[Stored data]
* * * * * * *

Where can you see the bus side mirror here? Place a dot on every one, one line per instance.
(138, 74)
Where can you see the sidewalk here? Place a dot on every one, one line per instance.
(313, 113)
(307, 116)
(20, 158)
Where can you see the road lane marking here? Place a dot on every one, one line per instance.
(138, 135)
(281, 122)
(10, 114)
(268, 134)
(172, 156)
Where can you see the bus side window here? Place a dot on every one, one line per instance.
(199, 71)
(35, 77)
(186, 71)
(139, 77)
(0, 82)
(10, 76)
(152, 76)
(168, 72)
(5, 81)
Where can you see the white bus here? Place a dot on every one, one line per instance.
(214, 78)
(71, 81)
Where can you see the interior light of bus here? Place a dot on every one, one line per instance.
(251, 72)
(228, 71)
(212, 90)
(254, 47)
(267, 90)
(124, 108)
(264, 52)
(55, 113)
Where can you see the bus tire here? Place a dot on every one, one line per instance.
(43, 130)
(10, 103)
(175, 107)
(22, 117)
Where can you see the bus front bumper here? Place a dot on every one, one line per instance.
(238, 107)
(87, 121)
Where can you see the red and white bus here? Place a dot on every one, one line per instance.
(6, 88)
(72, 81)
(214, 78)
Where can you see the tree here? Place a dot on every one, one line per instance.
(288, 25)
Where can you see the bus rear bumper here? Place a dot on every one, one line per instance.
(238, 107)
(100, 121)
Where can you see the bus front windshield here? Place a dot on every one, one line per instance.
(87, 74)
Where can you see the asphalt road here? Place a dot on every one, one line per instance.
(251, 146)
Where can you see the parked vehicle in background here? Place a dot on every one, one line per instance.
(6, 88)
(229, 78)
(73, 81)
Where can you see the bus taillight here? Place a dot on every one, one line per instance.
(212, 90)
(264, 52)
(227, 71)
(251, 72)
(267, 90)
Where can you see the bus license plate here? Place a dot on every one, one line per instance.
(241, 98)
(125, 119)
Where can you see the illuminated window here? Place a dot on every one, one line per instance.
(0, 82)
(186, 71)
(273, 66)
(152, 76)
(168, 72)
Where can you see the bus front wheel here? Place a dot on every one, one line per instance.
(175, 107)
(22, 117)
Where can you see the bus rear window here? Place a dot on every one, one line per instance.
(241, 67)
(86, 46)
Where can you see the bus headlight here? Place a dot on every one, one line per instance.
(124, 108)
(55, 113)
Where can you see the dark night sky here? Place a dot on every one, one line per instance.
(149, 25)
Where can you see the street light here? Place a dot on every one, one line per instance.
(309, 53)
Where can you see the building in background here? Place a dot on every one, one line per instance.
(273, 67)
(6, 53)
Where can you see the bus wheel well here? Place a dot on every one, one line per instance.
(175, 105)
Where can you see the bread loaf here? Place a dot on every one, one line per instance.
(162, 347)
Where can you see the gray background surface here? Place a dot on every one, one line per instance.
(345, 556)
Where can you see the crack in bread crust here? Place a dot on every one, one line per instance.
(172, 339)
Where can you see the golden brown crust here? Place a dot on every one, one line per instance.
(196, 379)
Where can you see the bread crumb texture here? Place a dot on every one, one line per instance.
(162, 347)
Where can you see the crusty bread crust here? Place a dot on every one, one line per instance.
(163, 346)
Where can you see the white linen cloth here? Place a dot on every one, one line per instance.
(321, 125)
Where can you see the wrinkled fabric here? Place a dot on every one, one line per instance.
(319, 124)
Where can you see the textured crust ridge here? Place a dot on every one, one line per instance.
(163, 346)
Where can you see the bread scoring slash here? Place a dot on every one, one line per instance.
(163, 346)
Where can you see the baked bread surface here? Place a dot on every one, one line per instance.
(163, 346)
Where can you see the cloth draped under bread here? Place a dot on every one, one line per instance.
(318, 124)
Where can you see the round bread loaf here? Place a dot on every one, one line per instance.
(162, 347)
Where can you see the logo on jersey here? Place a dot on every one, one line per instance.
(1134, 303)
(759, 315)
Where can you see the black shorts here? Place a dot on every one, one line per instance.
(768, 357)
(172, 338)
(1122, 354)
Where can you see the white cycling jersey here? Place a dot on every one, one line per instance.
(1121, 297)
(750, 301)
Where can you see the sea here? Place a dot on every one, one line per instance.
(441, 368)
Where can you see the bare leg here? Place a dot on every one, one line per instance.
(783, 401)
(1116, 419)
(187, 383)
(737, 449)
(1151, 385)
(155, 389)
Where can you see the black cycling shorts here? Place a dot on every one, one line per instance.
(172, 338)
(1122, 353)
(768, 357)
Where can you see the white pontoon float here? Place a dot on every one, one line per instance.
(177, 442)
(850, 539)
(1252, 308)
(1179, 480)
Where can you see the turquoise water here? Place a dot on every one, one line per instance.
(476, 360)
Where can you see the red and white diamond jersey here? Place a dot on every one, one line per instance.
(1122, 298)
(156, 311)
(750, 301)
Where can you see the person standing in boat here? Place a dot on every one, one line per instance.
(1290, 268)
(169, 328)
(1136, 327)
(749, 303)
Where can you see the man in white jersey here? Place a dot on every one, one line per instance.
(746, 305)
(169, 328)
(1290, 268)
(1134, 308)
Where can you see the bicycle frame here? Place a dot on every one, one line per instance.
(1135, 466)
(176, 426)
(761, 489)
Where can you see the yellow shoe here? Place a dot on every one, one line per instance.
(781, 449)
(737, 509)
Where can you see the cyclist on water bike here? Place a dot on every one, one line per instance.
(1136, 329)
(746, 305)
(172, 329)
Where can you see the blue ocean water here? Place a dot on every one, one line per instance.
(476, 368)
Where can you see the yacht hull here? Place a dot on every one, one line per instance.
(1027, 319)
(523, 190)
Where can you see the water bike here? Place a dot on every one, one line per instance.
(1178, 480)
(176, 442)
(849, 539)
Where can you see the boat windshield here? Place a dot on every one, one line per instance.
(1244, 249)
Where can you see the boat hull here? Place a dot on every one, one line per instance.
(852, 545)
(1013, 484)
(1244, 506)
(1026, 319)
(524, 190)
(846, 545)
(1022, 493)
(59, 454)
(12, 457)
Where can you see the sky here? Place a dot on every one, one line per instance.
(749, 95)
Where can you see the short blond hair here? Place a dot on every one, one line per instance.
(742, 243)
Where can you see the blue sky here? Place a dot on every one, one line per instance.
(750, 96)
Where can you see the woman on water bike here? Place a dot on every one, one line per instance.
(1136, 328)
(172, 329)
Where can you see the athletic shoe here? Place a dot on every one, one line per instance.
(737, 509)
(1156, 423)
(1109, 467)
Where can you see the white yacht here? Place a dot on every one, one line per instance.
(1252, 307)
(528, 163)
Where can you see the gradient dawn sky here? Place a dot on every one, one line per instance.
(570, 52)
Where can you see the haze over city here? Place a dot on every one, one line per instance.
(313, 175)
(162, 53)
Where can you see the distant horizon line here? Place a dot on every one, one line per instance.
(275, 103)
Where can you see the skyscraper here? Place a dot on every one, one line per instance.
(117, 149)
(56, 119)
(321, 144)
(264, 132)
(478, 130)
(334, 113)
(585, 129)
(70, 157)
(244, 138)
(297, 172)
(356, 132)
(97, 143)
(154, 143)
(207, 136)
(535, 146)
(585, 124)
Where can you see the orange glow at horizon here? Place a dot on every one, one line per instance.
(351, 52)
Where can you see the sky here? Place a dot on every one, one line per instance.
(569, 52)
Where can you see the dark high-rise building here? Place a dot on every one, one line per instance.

* * * * * * *

▸ **Task details**
Exactly the lines from the one containing "Where can you see the skyscraper" to the final line of the entries must be restated, and no others.

▸ **Expected answer**
Where can you see the skyscraper here? Place a dot on every one, one line per instance.
(117, 149)
(56, 119)
(321, 144)
(264, 132)
(478, 130)
(334, 113)
(585, 129)
(70, 157)
(244, 138)
(297, 172)
(356, 132)
(97, 143)
(154, 143)
(207, 136)
(535, 146)
(585, 124)
Where can you see the orange glow at horizon here? Place a dot on every one, one line per instance.
(351, 52)
Where can you see the sky here? Place a dot on every one, one line per instance.
(569, 52)
Where can you see the dark high-rise building here? Place a dot on every one, one line per instance.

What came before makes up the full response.